- **Aim of the task**
Leaving out all images, write out the records that follow exactly.
Data extracts START
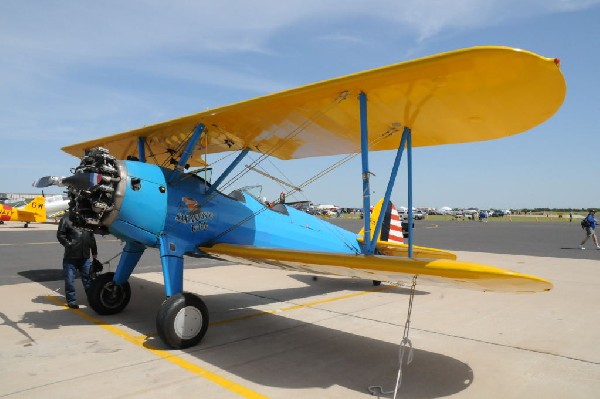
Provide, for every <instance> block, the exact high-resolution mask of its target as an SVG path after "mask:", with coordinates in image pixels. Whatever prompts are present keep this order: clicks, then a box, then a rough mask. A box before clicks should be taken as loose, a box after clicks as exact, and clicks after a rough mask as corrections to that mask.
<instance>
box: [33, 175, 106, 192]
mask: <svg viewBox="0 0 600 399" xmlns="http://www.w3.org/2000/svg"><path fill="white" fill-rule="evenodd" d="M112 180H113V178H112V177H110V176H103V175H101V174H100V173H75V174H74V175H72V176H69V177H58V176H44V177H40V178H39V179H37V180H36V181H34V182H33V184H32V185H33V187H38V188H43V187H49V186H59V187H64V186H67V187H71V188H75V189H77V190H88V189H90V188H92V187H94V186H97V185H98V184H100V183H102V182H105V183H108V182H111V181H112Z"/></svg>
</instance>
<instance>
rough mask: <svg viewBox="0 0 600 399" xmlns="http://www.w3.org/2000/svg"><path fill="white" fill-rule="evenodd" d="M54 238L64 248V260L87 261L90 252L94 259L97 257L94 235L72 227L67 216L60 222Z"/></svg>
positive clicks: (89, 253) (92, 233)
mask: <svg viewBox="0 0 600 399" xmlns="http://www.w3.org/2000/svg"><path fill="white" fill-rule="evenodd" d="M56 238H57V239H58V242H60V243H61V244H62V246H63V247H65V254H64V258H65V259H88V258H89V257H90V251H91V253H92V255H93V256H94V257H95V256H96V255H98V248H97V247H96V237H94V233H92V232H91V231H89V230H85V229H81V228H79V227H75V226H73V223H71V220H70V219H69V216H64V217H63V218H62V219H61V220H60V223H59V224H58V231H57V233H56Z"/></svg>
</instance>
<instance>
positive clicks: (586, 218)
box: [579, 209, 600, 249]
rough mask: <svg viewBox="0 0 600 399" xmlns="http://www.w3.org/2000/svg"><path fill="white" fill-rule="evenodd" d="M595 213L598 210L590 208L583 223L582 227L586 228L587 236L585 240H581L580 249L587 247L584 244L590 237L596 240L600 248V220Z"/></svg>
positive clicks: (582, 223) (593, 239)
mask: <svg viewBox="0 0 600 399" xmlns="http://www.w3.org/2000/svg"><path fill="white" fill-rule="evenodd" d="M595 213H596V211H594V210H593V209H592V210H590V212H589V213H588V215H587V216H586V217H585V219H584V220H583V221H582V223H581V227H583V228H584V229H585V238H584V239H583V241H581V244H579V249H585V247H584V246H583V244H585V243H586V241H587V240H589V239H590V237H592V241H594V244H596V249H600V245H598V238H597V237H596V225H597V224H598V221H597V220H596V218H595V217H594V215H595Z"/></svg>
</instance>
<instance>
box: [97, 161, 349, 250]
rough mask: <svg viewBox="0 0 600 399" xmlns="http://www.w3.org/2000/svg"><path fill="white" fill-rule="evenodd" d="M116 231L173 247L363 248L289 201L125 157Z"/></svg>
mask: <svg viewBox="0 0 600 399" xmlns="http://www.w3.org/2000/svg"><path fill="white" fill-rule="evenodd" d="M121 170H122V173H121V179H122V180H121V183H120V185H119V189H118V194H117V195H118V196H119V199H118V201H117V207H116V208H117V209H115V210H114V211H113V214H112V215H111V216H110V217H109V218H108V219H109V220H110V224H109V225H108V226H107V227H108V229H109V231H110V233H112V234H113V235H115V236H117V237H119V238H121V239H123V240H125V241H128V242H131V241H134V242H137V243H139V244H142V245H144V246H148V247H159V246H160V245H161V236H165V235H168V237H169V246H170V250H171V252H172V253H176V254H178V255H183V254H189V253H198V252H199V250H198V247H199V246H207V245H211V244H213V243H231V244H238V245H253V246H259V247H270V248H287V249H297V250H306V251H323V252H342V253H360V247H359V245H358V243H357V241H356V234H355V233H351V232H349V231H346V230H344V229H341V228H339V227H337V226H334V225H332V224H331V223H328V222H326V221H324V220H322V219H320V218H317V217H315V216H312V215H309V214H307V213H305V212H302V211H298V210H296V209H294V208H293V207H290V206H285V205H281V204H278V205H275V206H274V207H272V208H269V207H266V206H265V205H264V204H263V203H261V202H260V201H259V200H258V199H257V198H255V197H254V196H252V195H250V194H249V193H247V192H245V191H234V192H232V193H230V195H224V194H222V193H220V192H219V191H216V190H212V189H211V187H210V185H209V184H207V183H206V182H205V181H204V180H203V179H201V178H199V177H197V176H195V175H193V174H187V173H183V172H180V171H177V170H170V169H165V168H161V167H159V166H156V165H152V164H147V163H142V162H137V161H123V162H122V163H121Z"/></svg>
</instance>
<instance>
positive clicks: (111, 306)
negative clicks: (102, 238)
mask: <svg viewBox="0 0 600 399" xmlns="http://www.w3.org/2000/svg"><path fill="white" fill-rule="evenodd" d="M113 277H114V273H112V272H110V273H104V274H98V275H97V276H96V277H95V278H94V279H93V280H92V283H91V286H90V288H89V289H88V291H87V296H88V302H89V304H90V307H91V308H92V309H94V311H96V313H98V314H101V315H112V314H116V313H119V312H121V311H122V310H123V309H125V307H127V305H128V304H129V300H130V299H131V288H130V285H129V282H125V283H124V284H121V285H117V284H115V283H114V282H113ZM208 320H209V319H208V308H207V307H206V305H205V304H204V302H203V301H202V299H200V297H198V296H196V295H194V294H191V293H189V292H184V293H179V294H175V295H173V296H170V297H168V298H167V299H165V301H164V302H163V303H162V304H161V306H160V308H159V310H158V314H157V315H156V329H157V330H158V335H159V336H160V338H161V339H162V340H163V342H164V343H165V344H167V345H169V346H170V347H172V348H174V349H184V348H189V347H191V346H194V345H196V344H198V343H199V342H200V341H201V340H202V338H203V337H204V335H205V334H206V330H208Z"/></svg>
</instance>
Data extracts END
- **Task response**
Provide, for every <instance> block, the exact high-resolution mask of its target as an SVG path after "mask:", with coordinates in image pixels. Whatever prompts are present keep this order: clicks, then a box, then a rough mask. A box before clicks should be taken as loose, a box after clicks as exact, and clicks after a rough mask as corrections to that mask.
<instance>
box: [33, 175, 106, 192]
mask: <svg viewBox="0 0 600 399" xmlns="http://www.w3.org/2000/svg"><path fill="white" fill-rule="evenodd" d="M112 180H113V178H112V177H110V176H103V175H101V174H100V173H75V174H74V175H72V176H69V177H58V176H44V177H40V178H39V179H37V180H36V181H34V182H33V184H32V185H33V187H38V188H43V187H49V186H59V187H64V186H67V187H71V188H75V189H77V190H88V189H90V188H92V187H94V186H97V185H98V184H100V183H102V182H105V183H108V182H111V181H112Z"/></svg>
</instance>
<instance>
rough mask: <svg viewBox="0 0 600 399" xmlns="http://www.w3.org/2000/svg"><path fill="white" fill-rule="evenodd" d="M54 238L64 248V260L87 261L90 252L94 259L97 257L94 235L72 227L67 216L60 222Z"/></svg>
positive clicks: (89, 253) (92, 233)
mask: <svg viewBox="0 0 600 399" xmlns="http://www.w3.org/2000/svg"><path fill="white" fill-rule="evenodd" d="M56 238H57V239H58V242H60V243H61V244H62V246H63V247H65V254H64V258H65V259H88V258H89V257H90V251H91V253H92V255H93V256H94V257H95V256H96V255H98V248H97V247H96V237H94V233H92V232H91V231H89V230H85V229H81V228H79V227H75V226H73V223H71V220H70V219H69V216H64V217H63V218H62V219H61V220H60V223H59V224H58V231H57V233H56Z"/></svg>
</instance>
<instance>
positive clicks: (586, 218)
box: [579, 209, 600, 249]
rough mask: <svg viewBox="0 0 600 399" xmlns="http://www.w3.org/2000/svg"><path fill="white" fill-rule="evenodd" d="M595 213L598 210L590 208L583 223L582 227L586 228L587 236L585 240H581L580 249L587 247L584 244L590 237L596 240L600 248V220Z"/></svg>
positive clicks: (582, 223) (593, 239)
mask: <svg viewBox="0 0 600 399" xmlns="http://www.w3.org/2000/svg"><path fill="white" fill-rule="evenodd" d="M595 213H596V211H594V210H593V209H592V210H590V212H589V213H588V215H587V216H586V217H585V219H584V220H583V221H582V223H581V227H583V228H584V229H585V238H584V239H583V241H581V244H579V249H585V247H584V246H583V244H585V243H586V241H587V240H589V239H590V237H592V241H594V244H596V249H600V245H598V238H597V237H596V225H597V224H598V221H597V220H596V218H595V217H594V215H595Z"/></svg>
</instance>
<instance>
box: [97, 161, 349, 250]
rough mask: <svg viewBox="0 0 600 399" xmlns="http://www.w3.org/2000/svg"><path fill="white" fill-rule="evenodd" d="M116 231L173 247L363 248L289 201L125 157Z"/></svg>
mask: <svg viewBox="0 0 600 399" xmlns="http://www.w3.org/2000/svg"><path fill="white" fill-rule="evenodd" d="M121 170H122V173H121V179H122V180H121V183H120V185H119V189H118V194H117V195H118V196H119V199H118V201H117V207H116V208H117V209H115V210H114V211H113V214H112V215H111V216H110V217H109V218H108V219H109V220H110V224H109V225H108V226H107V227H108V229H109V231H110V233H112V234H113V235H115V236H117V237H119V238H121V239H123V240H125V241H128V242H131V241H134V242H137V243H139V244H142V245H144V246H148V247H159V246H160V245H161V236H165V235H168V237H169V246H170V250H171V252H172V253H176V254H178V255H183V254H189V253H198V252H199V250H198V247H199V246H207V245H211V244H213V243H231V244H238V245H253V246H259V247H270V248H287V249H297V250H306V251H323V252H342V253H360V247H359V245H358V243H357V241H356V234H355V233H351V232H349V231H346V230H344V229H341V228H339V227H337V226H334V225H332V224H331V223H328V222H326V221H324V220H322V219H320V218H317V217H315V216H312V215H309V214H307V213H305V212H302V211H298V210H296V209H294V208H293V207H290V206H285V205H281V204H278V205H275V206H274V207H272V208H269V207H266V206H265V205H264V204H263V203H261V202H260V201H259V200H258V199H257V198H255V197H254V196H252V195H250V194H249V193H247V192H245V191H234V192H232V193H230V195H224V194H222V193H220V192H219V191H216V190H212V189H211V187H210V185H209V184H207V183H206V182H205V181H204V180H203V179H201V178H199V177H197V176H195V175H193V174H187V173H183V172H180V171H177V170H170V169H165V168H161V167H159V166H156V165H152V164H147V163H142V162H137V161H123V162H122V163H121Z"/></svg>
</instance>
<instance>
positive clicks: (111, 306)
negative clicks: (102, 238)
mask: <svg viewBox="0 0 600 399" xmlns="http://www.w3.org/2000/svg"><path fill="white" fill-rule="evenodd" d="M113 277H114V273H112V272H110V273H104V274H98V275H97V276H96V277H95V278H94V279H93V280H92V283H91V286H90V288H89V289H88V291H87V296H88V302H89V304H90V307H91V308H92V309H94V311H96V313H98V314H101V315H112V314H116V313H119V312H121V311H122V310H123V309H125V307H127V305H128V304H129V300H130V299H131V288H130V285H129V282H125V283H124V284H121V285H117V284H115V283H114V282H113ZM208 320H209V319H208V308H207V307H206V305H205V304H204V302H203V301H202V299H200V297H198V296H196V295H194V294H191V293H189V292H184V293H179V294H175V295H173V296H170V297H168V298H167V299H165V301H164V302H163V303H162V304H161V306H160V308H159V310H158V314H157V315H156V329H157V330H158V335H159V336H160V338H161V339H162V340H163V342H164V343H165V344H167V345H169V346H170V347H172V348H174V349H184V348H189V347H191V346H194V345H196V344H198V343H199V342H200V341H201V340H202V338H203V337H204V335H205V334H206V330H208Z"/></svg>
</instance>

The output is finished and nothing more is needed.